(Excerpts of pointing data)
______________________________

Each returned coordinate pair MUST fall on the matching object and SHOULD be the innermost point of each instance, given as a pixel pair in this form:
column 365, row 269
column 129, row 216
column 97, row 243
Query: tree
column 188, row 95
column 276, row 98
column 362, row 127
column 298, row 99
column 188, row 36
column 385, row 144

______________________________

TASK STATEMENT:
Please return every one of the entries above word for word, with no changes.

ANSWER TO THE TASK:
Each returned coordinate pair MUST fall on the matching object and SHOULD be the innermost point of each instance, given as a pixel pair in this form:
column 365, row 269
column 129, row 216
column 97, row 243
Query: tree
column 188, row 95
column 276, row 98
column 362, row 127
column 298, row 99
column 188, row 36
column 385, row 144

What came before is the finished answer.